Required tasks:
a: Do the following statements agree with the cube-experiment passage below? Answer yes or no for each, quoting the deciding words. (i) In the Social Basic condition, an actor cooperated by rotating the closest cube. (ii) Experiment 2 replaced the non-social "superordinate intention" condition with a social "basic intention" condition. (iii) Participants in the Social Basic condition had 2000 ms to press a response button.
b: In the Non-Social "Superordinate" intention condition of the cube-experiment passage below, how many additional cubes were already on the table when the video clip began?
c: Carry on writing the cube-experiment passage below, picking up after its final sentence.
>> start Text excerpt
In the Non-Social ‘Superordinate’ intention condition, the video clip also began with the actor’s hand resting next to a target cube. However, two additional cubes were already placed on the table to sketch an incomplete geometrical pattern. Then, the actor performed a reaching-and-grasping movement aimed at either transporting or rotating the target cube. Critically, in this condition, the basic action of rotating or transporting the target-cube corresponded to the completion of one of two possible cube patterns, so that each trial was characterized by the superordinate intention to build a cube pattern rather than by the basic action being performed (i.e., p1, p2, see Fig. 1A). Then, the participants indicated their belief on the actor’s intention by pressing one of two response buttons (T for ‘transporting’, R for ‘rotating’), just as in the “basic intention” condition. To ensure that (1) participants were biased towards the superordinate intention itself (the global geometrical pattern) and not merely towards the action performed by the actor (rotating or transporting), and (2) that the incomplete pattern was not predictive of the simple action performed, different patterns were used so that each final pattern could be constructed either from a ‘transport’ or a ‘rotate’ action.
Experiment 2 was identical to experiment 1, with the exception that we substituted the non-social “superordinate intention” condition with a social “basic intention” condition, in which we assessed the participants’ beliefs on whether an actor rotating or transporting a cube meant her action to be socially cooperative, or not.
In this Social Basic condition, participants observed two actors engaged in a social game, in which they either cooperated by coordinating their actions in order to achieve a shared goal, or defected by refusing to coordinate their actions (Fig. 1C). Taking turns, the actors could either transport the closest cube to the middle column of a 3-by-2 grid (cooperation), or rotate it so that it stayed in place (defection). Trials in the ‘Social’ condition had the same overall structure as non-social trials: the first actor’s action was entirely disclosed to the participants, whereas the second actor’s action was made incomplete by varying the video clip duration across the trials (1480, 1560, 1640, or 1880 ms after onset of the second actor’s action). After a delay (central fixation point on a black screen displayed for 500 to 1000 ms, uniformly jittered), two letters (T for ‘transporting’, R for ‘rotating’) were randomly displayed on the left and right sides of a central fixation dot. Participants indicated their belief over the actor’s social intention (i.e. cooperation or defection) by pressing the corresponding response-box button held in their right hand (left or right button, time limit: 1500 ms, Fig. 1C) as quickly and accurately as possible. Note that the second actor’s social intention either differed from that of the first actor (i.e., the first actor defected and the second cooperated, or the first actor cooperated while the second defected) or it mirrored the first actor’s intention (i.e., both actors cooperated or defected). This second type of response strategy is known as a “tit-for-tat” (TFT) strategy. Social intentions are intentions that aim at modulating other people’s actions, or conversely that are modified by the relational structure in which the action takes place. Defection and cooperation are two paradigmatic modalities of interacting with other people, which can be combined to produce different paradigmatic social situations (‘tit-for-tat’ –mirroring one’s partner’s intention–, ‘altruism’ –always cooperating–, ‘egoism’ or ‘free-riding’ –always defecting)2, 68, 69. In this sense, “tit-for-tat” intentions (e.g., cooperation if previous cooperation, defection if previous defection) are paradigmatic social intentions.
>> end Text excerpt
>> start Entries shown
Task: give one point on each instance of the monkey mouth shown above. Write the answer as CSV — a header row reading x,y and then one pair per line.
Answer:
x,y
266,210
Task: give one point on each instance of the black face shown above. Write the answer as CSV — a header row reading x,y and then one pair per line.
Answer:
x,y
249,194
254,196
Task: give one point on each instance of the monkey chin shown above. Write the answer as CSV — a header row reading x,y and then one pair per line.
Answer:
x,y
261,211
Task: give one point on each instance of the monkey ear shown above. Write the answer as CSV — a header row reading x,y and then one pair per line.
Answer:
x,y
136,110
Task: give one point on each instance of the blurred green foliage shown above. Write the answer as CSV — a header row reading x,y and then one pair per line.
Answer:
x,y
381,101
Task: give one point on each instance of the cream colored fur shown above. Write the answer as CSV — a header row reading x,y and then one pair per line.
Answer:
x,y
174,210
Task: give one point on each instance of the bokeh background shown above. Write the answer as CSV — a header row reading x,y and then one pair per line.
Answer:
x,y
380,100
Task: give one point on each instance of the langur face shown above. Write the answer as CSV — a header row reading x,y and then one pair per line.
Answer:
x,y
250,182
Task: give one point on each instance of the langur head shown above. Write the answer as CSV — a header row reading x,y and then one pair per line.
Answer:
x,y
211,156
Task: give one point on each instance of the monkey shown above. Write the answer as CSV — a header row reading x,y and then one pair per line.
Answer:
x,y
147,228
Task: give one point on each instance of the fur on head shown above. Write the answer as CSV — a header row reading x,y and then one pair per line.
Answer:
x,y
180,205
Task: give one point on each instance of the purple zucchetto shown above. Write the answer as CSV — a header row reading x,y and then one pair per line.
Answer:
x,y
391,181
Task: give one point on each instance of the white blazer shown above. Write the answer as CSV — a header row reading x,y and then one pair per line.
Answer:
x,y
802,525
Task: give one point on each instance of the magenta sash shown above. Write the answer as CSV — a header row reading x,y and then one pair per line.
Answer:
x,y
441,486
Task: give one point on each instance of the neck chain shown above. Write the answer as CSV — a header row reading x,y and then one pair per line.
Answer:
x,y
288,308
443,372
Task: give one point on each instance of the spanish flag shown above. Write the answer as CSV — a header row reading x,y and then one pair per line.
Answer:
>> end Entries shown
Responses to the tasks:
a:
(i) No: "transport the closest cube to the middle column of a 3-by-2 grid (cooperation), or rotate it so that it stayed in place (defection)"
(ii) Yes: "we substituted the non-social “superordinate intention” condition with a social “basic intention” condition"
(iii) No: "time limit: 1500 ms"

b: Two additional cubes.

c:
In situations of iterative cooperation, a TFT strategy is known to frequently be more intuitive and successful than alternative strategies, such as “always cooperating”, “always defecting” or “acting randomly”68–70. We thus chose to experimentally strengthen this existing a priori bias by increasing the probability that the second actor adopts a TFT strategy, i.e., uses a strategy that mirrors their opponent’s. For the whole session, the probability that the second actor responded tit-for-tat was therefore increased so that, on average, she was more likely to cooperate (rather than defect) if the first actor had previously cooperated, and to defect (rather than cooperate) if the first actor had previously defected. Biasing the second actor’s strategy in this way ensured that participants paid attention to the whole action sequence, since to successfully predict the intentions of an actor using a TFT strategy it is essential to take into account what the first actor has done. Furthermore, using a TFT bias also prevented participants from giving stereotyped responses (e.g. always responding ‘cooperate’ or ‘defect’)2.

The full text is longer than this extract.